● **Excerto da página**:
##########
É sabido que, nos
últimos anos, têm aportado às costas dos países do Sul da Europa
(principalmente Itália, Grécia e, em grau menor, França e Espanha) milhares de
imigrantes provenientes do Médio Oriente e Norte de África. Vêm em condições
precárias, em todo o tipo de embarcações sobrelotadas, originando naufrágios e
mortes por afogamento em números elevados. Chegados à UE, são metidos em campos
de condições muitas vezes duvidosas ou mesmo definitivamente más. Espalham-se
pela UE e criam bidonvilles
improvisados em Paris, Berlim, Calais, etc., de uma miséria extrema. Têm
servido para tudo, inclusive para o acirrar das forças neo-nazis da UE, como o
movimento Pegida na Alemanha.
A questão básica
e essencial, que a nosso ver se coloca, é a seguinte: qual a causa do fenómeno?
Ora, é na
resposta a esta questão que os porta-vozes informativos ocidentais se mostram
estranhamente omissos ou só sussurram meias-verdades.
Começa, desde
logo, pela dificuldade em obter dados sobre a origem destes imigrantes à força,
ou, como também dizem, refugiados ou requerentes de asilo (asylum seekers). É fácil de obter dados sobre quantos destes
imigrantes têm os países da UE. Há catadupas de dados sobre isso, porque
interessa às Alemanhas, Franças, Holandas, Reinos Unidos, etc., ficar bem na
fotografia, propagandearem a sua generosidade e poderem queixar-se do fardo
assistencial que suportam. Estes países também apontam como causa essencial as
redes de tráfico humano que querem combater, por exemplo na Líbia. (Muitas
vezes tal combate disfarça a ingerência pura e simples.) Mas -- como em todo o
comércio -- para haver comércio é preciso primeiro que existam mercadorias.
Também para haver comércio da miséria (as redes de traficantes) é preciso
primeiro que existam os miseráveis. Os que em desespero procuram o Eldorado
europeu para fugir à extrema miséria ou aos perigos da guerra nos seus países.
Portanto,
dizer-se que a causa é simplesmente a miséria e as redes de tráfico, é muito
curto. A resposta
torna-se clara quando obtemos números sobre as origens dos imigrantes. Os
melhores que obtivemos são os da Agência para os Refugiados da ONU (AR-ONU),
referentes a 2014:
País de origem
|
N.º de refugiados
|
Síria
|
67.000
|
Eritreia
|
34.000
|
“Desconhecido”
(Iémen, Líbia, Iraque, Mali, Sudão do
Sul)
|
26.000
|
Afeganistão
|
13.000
|
Mali
|
10.000
|
Gâmbia
|
9.000
|
Nigéria
|
9.000
|
Somália
|
7.000
|
Palestina
|
6.000
|
Senegal
|
5.000
|
Como se vê na
tabela os dados da AR-ONU – a mais creditada para ter dados fiáveis – incluem
uma enorme verba de “desconhecidos”. Consultando outras fontes, verifica-se que
os “desconhecidos” incluem pelo menos o Iémen, a Líbia, o Iraque, o Mali e o
Sudão do Sul.
##########
● **Dados apresentados**:
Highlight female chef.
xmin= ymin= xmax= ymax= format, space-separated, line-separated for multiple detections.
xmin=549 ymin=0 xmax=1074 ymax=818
##########
● **Desafio**:
Prossiga o texto sobre a chegada de imigrantes às costas do Sul da Europa a partir da sua última frase.

● **Resultado**:
Em 1972 foi
publicado um livro muito famoso, pelo escritor e político progressista da
Guiana, Walter Rodney: Como a Europa
Subdesenvolveu a África. Ora, a resposta à pergunta acima é, no fundo, a
reedição actualizada do livro de Rodney. Os refugiados vêm aos magotes para a
UE porque é a única forma que encontram de fugir da miséria e da guerra criadas pela UE. Isto é, de certo modo a
UE recolhe certos frutos inesperados das sementes que semeou. Se não, vejamos:
Síria: depois de
uma primeira fase de revolta popular contra Assad, rapidamente o imperialismo
europeu (sempre de braço dado com os EUA, claro), apoiou e incentivou uma ala
reaccionária anti-Assad a quem fornceu armamento. Colaborou nisso com os
regimes sunitas reaccionários do Médio Oriente (Arábia Saudita, Qatar, Iémen,
Bahrein, etc.). Resultado: criação do tenebroso ISIL (Estado Islâmico do Iraque
e Levante), que agora os EUA procuram conter. Objectivo imperial: controlo do
petróleo e de posição geoestratégica de apoio a Israel e contra o Irão.
Resultado: genocídio, guerra, sectária terrível, morticínios de crueldade inaudita,
milhões de deslocados.
Eritreia: Na
Eritreia não há guerra e o regime, tanto quanto sabemos, tem seguido políticas
a favor do povo. Pensamos que são erradamente classificados como eritreus
muitos que fogem ao regime etíope -- que tem sofrido calamidades climáticas e a
deportação maciça de trabalhadores seus da Arábia Saudita – e do Sudão – em
estado permanente de guerras por todo o lado, nomeadamente com o Sudão do Sul,
estado de maioria cristã e com forte penetração dos EUA (o emblemático chapéu
do presidente foi oferta de George Bush) pelo controlo de jazidas fronteiriças
de petróleo cobiçadas pelos EUA.
Iémen: clima de
guerra permanente depois da intervenção da Arábia Saudita, aliada dos EUA e do
Reino-Unido. Objectivo imperial: controlo do petróleo, impedimento de estado
laico ou aliado com o Irão.
Iraque: EUA, NATO
e estados reaccionários árabes derrubaram o regime de Saddam. Resultado: saque de riquezas e
«negócios da China» feitos pelos «humanitários» estado-unidenses. Calamidade
social sem precedentes.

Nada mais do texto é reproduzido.